= Baphumelele Children's Home =

Home for orphaned and other vulnerable children in South Africa

Baphumelele Children's Home was founded in 2001 as a refuge and place of safety for orphaned and other vulnerable children from the Cape Flats. The home is one of the first in the township of Khayelitsha, one of the largest in South Africa.

The founder of Baphumelele, Rosie Mashale, is a trained primary school teacher. She has been selected as a Mama Afrika by Clover. She has also been selected as a finalist in the Cape Times V&A Waterfront Woman of Worth Awards.

==History==
Located in the crime ridden township of Khayelitsha, inhabited by around one million people and located 30 km southeast of downtown Cape Town, Baphumelele grew out of one of the most destitute shack settlements in South Africa.

Information supplied:
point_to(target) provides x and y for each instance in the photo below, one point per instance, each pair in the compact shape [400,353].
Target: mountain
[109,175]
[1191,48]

Required work: Can you extend the Baphumelele Children's Home article, picking up after its final sentence?

Task output:
In 1989 Rosalie Mashale moved from the Eastern Cape to Khayelitsha. She was extremely disturbed to see young children going through garbage dumps and looking for food without any supervision while their parents were away at work. One day, when an abandoned baby was left on her doorstep, Rosie took him in and tried to find him a new home. Soon, her reputation in the community grew as someone who had too much heart to turn a needy child away. As more and more children were dropped at her doorstep, she took this as a sign from God that forming a Children's Home was to be her work on Earth. Through hard work, determination and the help of the community, Baphumelele has rapidly grown into a Children's Home, a daycare centre for over 230 children, a Respite Centre of adults with HIV/AIDS and TB, a children's Respite Centre, outreach projects helping child headed homes and people needing home-based care, as well as a new residential project called the Fountain of Hope for youth transitioning from children's homes.

The Baphumelele community provides food, healthcare, education and a refuge from the surrounding violence to orphaned and vulnerable children from all over Cape Town. Employing more than 150 permanent staff, it has part-time medical team including doctor and two nurses, and provides services to over 250 preschool-aged children.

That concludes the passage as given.